--- Texto base ---
# # # # # # #
A Colaboradora é um programa do IP voltado para a formação de empreendedores cujo objetivo é o fortalecimento da cooperação e aumento de repertórios através de uma jornada que compreende práticas, vivências e mentorias.  Roby tinha chegado ali, por indicação da Lu, líder do coletivo Afrotu que também faz parte da nossa comunidade, ela buscava aprofundar conhecimentos em empreendedorismo. No entanto, conta que foi em uma das ações da Colaboradora que ela percebeu que o Procomum era o seu lugar. “Teve um dia que o P.A., um dos mentorados, disse: eu, preto, pobre e viado, já viu, né?”. Roberta se emocionou com a naturalidade com a qual P.A. falou e foi ouvido.

 

“Percebi que o Procomum foi onde me libertei para ser o que sou”

 

Roberta Ribeiro dos Santos, é moradora da Baixada Santista, ora se encontra no Guarujá, ora em Santos, tem 48 anos e muita história para contar. É pansexual, artista, tem dois filhos e começou a trabalhar aos 11 anos. Durante a infância foi educada pelo pai em um apartamento em frente a praia, mas com a separação dele e da mãe, se mudou para o centro da cidade de Santos onde, segundo ela conta, se criou sozinha.  Ela revela que a mãe muitas vezes ia comprar cigarro e voltava meses depois. Mas apesar da ausência da mãe, Roby trazia consigo táticas de guerra que o pai, filho de militar, havia incutido nela: brigava com os garotos mais velhos pelo seu espaço na calçada onde guardava carros e mais tarde brigou pela ocupação do ponto de tráfico da Vila Siri.
# # # # # # #
[Exemplos de rotulagem de máscaras]

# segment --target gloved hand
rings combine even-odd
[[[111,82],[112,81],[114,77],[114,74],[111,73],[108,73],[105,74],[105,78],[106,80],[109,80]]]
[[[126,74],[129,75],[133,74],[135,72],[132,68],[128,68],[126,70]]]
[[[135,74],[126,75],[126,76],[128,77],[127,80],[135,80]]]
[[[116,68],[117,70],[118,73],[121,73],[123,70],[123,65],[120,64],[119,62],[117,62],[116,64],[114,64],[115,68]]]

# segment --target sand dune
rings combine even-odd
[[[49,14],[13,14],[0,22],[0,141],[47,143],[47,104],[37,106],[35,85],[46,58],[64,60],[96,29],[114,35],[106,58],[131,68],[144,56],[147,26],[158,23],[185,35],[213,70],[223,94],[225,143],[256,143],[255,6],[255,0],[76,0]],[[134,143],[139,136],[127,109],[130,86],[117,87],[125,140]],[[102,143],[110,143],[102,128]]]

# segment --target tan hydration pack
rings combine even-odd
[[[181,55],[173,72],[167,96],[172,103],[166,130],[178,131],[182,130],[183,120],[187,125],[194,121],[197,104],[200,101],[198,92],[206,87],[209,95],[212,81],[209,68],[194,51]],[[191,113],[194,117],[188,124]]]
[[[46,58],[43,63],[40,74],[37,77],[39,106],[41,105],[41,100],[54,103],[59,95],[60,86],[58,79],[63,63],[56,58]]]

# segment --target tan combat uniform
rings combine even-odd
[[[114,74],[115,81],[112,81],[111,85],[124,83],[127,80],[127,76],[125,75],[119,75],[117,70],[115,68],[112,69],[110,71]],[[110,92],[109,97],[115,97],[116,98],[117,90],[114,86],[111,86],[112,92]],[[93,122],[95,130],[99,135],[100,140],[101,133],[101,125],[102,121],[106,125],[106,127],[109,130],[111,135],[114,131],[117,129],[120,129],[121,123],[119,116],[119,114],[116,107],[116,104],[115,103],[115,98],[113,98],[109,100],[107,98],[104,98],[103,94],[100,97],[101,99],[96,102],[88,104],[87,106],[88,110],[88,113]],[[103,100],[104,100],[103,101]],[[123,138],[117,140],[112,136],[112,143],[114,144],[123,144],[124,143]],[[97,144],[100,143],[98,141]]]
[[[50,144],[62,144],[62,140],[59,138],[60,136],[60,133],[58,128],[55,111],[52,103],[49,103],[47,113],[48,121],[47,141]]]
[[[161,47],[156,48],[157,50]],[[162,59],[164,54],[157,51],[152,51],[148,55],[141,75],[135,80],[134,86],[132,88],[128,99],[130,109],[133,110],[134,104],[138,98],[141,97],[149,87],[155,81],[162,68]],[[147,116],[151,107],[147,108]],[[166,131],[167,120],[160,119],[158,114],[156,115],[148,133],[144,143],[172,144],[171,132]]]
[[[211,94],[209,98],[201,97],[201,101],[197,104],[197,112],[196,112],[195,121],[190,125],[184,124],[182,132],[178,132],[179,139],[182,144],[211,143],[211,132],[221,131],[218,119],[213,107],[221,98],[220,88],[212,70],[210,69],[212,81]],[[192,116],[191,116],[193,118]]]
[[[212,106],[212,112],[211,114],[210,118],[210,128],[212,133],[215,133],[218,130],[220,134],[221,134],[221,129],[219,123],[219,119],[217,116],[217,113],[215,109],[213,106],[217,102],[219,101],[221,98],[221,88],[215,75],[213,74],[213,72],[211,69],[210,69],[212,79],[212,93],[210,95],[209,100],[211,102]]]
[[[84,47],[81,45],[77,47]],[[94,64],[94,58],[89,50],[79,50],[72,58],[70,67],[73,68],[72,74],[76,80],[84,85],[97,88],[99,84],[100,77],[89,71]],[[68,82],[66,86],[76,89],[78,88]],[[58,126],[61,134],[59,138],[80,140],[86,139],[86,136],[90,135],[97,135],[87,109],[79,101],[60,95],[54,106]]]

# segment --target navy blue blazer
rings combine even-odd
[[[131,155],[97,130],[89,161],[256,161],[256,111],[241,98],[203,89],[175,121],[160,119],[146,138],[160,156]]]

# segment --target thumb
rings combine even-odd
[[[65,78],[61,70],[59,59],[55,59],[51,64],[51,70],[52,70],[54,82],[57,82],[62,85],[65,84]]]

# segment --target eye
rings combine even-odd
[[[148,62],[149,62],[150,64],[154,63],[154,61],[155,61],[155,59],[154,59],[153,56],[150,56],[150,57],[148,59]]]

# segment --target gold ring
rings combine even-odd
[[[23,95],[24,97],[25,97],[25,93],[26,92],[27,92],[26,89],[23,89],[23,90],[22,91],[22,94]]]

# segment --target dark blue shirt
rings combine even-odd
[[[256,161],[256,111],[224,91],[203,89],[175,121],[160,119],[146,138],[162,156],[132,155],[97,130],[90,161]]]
# # # # # # #
--- O que fazer ---
**1.** Reproduza um trecho do texto, começando nas palavras "Roberta Ribeiro dos" e parando logo depois de "da Vila Siri.".
**2.** Responda de acordo com o texto:
(a) Quem indicou a Colaboradora para Roby?
(b) Com quantos anos Roberta começou a trabalhar?
(c) Por qual ponto de tráfico Roby brigou?
**3.** Diga se cada frase combina com o texto. Responda sim ou não e cite as palavras do texto que decidem:
(a) Roberta tem três filhos.
(b) O pai de Roberta era filho de militar.
(c) A jornada da Colaboradora inclui mentorias.
As linhas não têm nada a ver com o que se pede aqui.

--- Respostas ---
**1.**
Roberta Ribeiro dos Santos, é moradora da Baixada Santista, ora se encontra no Guarujá, ora em Santos, tem 48 anos e muita história para contar. É pansexual, artista, tem dois filhos e começou a trabalhar aos 11 anos. Durante a infância foi educada pelo pai em um apartamento em frente a praia, mas com a separação dele e da mãe, se mudou para o centro da cidade de Santos onde, segundo ela conta, se criou sozinha.  Ela revela que a mãe muitas vezes ia comprar cigarro e voltava meses depois. Mas apesar da ausência da mãe, Roby trazia consigo táticas de guerra que o pai, filho de militar, havia incutido nela: brigava com os garotos mais velhos pelo seu espaço na calçada onde guardava carros e mais tarde brigou pela ocupação do ponto de tráfico da Vila Siri.

**2.**
(a) A Lu, líder do coletivo Afrotu.
(b) Com 11 anos.
(c) Pelo ponto de tráfico da Vila Siri.

**3.**
(a) Não: "tem dois filhos".
(b) Sim: "o pai, filho de militar".
(c) Sim: "uma jornada que compreende práticas, vivências e mentorias".